[Stored items from a collection]
[START]
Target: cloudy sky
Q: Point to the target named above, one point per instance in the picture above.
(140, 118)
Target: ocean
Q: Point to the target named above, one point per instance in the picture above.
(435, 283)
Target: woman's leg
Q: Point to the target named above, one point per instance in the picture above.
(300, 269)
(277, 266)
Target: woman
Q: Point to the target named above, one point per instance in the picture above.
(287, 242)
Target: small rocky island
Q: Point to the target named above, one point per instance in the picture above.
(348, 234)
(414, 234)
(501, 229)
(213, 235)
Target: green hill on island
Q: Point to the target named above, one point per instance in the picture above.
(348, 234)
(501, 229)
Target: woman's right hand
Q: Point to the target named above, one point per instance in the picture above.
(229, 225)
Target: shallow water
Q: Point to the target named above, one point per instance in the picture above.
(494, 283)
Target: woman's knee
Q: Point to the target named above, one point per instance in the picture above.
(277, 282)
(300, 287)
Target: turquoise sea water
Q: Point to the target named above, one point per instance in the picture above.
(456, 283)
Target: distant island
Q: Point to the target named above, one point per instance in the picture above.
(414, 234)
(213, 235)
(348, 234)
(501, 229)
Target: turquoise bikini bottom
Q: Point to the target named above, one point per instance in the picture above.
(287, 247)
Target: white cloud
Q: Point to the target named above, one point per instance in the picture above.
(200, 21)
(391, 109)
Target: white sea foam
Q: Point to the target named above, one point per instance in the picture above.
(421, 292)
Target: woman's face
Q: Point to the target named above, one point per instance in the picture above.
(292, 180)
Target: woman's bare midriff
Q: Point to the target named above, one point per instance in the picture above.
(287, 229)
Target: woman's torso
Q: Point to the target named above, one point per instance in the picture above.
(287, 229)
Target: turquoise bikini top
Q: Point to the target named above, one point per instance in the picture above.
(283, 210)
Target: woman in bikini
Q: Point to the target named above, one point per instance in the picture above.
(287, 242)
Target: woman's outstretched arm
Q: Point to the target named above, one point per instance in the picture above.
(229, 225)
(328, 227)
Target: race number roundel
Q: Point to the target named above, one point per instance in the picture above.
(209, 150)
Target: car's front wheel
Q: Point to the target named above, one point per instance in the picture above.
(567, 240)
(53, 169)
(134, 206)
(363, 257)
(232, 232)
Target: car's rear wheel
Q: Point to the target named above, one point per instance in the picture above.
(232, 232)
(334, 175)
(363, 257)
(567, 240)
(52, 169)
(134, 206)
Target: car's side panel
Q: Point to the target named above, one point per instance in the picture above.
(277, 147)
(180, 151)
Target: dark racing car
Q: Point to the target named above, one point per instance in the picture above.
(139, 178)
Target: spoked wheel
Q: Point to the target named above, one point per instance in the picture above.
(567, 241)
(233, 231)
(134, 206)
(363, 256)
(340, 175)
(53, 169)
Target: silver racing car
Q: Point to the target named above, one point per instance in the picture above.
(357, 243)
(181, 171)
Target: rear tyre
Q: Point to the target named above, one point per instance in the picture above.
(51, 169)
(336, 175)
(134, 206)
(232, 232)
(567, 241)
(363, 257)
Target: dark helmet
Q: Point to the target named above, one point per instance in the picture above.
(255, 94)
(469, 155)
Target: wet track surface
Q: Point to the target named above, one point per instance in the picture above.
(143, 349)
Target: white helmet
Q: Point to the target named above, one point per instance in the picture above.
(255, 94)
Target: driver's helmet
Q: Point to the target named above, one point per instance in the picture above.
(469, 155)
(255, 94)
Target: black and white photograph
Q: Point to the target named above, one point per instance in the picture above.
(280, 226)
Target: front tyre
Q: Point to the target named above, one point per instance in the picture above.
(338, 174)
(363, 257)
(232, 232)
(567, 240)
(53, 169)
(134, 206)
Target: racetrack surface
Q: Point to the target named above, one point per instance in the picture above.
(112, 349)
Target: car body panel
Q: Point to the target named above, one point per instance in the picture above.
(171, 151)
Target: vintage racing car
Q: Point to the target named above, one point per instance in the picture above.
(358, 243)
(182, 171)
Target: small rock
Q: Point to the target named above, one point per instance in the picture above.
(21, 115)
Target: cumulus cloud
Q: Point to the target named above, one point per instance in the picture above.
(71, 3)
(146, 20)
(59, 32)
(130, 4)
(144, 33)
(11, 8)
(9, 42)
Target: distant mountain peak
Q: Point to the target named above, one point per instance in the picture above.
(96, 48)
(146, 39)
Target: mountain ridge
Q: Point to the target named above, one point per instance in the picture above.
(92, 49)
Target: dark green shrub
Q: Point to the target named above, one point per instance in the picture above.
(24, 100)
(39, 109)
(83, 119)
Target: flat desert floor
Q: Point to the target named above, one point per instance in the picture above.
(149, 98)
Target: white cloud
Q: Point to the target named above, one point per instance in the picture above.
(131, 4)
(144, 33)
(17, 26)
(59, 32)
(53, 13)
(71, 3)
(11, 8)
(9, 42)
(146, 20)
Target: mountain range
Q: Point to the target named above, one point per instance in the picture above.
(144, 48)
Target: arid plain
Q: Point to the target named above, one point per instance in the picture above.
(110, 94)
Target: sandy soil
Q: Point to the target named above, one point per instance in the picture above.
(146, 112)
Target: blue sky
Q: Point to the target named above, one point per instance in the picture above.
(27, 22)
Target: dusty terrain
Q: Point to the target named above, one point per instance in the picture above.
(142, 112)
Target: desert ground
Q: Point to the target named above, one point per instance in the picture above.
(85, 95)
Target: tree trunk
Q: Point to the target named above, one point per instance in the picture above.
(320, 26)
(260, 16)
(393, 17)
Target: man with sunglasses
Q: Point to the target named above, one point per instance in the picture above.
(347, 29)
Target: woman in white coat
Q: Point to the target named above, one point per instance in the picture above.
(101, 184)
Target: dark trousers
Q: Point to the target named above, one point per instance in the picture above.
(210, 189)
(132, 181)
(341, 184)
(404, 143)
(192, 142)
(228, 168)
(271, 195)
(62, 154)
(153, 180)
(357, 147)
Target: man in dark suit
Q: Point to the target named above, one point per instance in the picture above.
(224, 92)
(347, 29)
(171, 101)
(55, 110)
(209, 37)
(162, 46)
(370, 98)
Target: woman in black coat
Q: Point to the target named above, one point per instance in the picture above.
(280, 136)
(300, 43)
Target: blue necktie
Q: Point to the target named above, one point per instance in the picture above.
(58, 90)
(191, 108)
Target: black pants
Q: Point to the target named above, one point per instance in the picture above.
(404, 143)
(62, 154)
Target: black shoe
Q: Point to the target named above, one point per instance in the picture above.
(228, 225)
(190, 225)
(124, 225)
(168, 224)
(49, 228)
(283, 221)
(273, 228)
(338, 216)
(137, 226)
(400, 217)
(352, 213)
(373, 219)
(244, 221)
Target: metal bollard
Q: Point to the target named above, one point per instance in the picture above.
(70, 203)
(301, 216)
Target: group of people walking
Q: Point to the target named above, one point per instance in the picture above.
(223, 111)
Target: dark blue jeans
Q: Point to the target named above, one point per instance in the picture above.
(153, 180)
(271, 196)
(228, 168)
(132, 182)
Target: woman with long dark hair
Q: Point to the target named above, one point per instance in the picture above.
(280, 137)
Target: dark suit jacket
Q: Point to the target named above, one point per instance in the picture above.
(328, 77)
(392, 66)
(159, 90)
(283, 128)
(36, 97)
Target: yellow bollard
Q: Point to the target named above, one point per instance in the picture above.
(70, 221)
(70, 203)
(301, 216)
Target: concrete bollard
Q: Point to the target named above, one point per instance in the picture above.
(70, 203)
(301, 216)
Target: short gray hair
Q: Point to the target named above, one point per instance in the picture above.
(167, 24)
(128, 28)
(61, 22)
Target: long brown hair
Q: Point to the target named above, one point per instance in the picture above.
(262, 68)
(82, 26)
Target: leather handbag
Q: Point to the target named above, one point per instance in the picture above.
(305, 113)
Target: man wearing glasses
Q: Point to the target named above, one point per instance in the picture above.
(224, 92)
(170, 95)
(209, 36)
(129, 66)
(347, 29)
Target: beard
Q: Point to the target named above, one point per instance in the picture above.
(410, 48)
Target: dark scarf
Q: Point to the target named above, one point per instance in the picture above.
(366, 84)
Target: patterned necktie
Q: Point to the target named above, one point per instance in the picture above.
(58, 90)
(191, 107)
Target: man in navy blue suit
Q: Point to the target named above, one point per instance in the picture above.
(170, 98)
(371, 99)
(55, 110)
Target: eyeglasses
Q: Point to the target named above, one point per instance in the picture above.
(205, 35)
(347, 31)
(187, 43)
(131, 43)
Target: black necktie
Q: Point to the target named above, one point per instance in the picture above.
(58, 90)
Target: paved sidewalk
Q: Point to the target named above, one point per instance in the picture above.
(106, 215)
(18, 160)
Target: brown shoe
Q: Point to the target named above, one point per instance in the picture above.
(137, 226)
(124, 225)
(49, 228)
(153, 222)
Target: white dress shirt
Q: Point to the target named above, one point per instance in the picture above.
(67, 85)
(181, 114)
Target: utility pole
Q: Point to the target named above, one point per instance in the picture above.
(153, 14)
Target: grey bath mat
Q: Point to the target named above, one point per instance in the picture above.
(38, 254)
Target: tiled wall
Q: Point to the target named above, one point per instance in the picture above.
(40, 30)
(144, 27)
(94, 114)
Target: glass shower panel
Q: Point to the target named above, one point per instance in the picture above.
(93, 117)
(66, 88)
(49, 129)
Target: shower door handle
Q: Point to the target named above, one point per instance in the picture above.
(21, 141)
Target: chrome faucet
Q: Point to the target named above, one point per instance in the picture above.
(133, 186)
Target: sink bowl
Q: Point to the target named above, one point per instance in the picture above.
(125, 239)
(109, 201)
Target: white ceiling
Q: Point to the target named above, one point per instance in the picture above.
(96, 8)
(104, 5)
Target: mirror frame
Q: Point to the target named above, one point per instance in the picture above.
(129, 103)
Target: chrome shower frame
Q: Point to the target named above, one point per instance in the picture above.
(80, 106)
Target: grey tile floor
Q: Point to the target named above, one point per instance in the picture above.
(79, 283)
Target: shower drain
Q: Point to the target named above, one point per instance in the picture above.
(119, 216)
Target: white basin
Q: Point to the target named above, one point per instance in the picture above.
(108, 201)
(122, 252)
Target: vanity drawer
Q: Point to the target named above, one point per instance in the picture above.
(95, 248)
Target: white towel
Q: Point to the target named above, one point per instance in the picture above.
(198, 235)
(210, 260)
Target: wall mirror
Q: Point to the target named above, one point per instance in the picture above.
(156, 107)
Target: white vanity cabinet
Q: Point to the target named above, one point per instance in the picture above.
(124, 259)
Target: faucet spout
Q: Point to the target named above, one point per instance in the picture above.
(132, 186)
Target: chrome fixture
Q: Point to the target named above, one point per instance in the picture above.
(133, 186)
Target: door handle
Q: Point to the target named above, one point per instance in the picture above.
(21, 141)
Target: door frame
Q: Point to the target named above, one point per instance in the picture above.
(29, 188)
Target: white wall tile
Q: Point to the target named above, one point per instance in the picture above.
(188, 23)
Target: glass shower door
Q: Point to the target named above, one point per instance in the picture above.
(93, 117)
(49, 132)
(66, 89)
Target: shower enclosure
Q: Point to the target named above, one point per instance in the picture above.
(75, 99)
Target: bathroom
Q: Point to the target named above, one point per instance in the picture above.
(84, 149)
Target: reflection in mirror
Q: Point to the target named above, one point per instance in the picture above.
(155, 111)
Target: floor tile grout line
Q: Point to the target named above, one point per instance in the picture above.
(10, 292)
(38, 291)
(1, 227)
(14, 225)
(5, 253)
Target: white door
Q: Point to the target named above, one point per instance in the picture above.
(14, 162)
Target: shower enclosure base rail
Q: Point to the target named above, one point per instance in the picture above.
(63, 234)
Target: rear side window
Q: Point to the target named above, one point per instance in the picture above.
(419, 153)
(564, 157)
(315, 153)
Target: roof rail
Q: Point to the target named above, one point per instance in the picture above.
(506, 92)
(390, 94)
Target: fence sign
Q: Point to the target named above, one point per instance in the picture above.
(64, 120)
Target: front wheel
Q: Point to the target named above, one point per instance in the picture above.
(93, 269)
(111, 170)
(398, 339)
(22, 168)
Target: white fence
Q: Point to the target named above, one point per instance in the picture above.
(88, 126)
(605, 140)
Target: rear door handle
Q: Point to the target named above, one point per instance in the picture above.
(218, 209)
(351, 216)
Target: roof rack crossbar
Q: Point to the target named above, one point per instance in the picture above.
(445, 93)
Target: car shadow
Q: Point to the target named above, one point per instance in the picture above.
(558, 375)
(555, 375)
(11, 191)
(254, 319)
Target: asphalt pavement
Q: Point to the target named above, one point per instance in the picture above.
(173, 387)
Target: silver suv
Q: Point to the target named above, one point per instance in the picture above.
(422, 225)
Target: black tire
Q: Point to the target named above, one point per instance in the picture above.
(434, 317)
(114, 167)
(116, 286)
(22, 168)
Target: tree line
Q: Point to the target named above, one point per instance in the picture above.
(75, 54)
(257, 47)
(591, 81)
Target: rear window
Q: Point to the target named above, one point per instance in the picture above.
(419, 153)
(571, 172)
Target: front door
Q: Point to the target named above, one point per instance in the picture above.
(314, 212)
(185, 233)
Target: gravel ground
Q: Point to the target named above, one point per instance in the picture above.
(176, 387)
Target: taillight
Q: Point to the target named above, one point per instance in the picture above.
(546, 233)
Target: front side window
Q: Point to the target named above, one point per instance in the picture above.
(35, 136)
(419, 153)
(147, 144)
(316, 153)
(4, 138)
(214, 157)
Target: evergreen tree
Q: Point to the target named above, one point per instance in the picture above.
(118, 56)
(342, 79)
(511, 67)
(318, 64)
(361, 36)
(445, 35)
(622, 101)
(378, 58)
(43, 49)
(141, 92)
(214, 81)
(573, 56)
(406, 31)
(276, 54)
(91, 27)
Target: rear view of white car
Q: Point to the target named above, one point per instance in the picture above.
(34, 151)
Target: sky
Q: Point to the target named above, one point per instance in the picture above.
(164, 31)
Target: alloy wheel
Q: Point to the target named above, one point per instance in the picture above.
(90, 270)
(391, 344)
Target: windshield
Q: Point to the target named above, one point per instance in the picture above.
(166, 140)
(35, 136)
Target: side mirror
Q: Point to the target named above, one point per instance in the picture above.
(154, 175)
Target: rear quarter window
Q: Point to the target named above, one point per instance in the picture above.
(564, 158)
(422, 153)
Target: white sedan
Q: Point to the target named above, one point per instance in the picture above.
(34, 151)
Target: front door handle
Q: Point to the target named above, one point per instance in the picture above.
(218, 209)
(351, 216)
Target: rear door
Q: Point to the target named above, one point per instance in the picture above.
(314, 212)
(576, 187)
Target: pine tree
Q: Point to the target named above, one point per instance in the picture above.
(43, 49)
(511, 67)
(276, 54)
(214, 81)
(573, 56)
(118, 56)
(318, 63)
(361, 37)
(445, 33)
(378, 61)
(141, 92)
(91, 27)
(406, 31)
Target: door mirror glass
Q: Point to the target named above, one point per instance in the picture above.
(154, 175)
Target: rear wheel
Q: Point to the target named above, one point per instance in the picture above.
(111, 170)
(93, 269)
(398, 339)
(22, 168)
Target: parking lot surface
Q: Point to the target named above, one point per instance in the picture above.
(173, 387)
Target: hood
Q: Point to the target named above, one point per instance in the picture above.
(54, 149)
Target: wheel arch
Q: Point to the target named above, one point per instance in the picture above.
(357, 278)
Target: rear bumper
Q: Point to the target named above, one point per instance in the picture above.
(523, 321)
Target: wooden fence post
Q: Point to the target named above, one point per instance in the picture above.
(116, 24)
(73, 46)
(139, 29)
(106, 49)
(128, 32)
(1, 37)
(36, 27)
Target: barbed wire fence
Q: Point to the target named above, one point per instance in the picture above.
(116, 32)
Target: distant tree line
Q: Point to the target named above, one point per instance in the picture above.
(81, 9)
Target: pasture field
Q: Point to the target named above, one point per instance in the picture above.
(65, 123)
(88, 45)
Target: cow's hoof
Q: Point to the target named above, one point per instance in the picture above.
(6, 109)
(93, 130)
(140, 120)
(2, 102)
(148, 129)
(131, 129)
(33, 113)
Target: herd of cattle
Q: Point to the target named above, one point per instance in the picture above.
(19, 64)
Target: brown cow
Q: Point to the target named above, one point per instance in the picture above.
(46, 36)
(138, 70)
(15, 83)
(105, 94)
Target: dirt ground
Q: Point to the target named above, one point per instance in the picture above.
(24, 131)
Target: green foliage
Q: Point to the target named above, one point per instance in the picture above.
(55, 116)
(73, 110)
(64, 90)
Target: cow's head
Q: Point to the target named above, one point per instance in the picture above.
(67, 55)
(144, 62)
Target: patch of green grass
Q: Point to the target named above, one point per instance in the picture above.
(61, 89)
[END]
**Direction:** Reproduce only the lines between the line containing "Target: herd of cattle" and the last line of the records, those two lines included, exactly.

**Answer below:**
Target: herd of cattle
Q: Point to the target named above, one point per instance in the picture above.
(19, 64)
Target: brown cow
Q: Point to the target named above, one point per instance in the picture above.
(46, 36)
(138, 70)
(15, 83)
(105, 94)
Target: dirt ground
Q: Point to the target named above, one point per instance in the picture above.
(24, 131)
Target: green foliage
Q: Point to the target named above, one point per instance in the picture above.
(55, 116)
(73, 110)
(64, 90)
Target: cow's head
Q: Point to the target named above, one point per instance in the picture above.
(67, 55)
(144, 62)
Target: patch of green grass
Q: Point to the target named above, one point per instance in the picture above.
(61, 89)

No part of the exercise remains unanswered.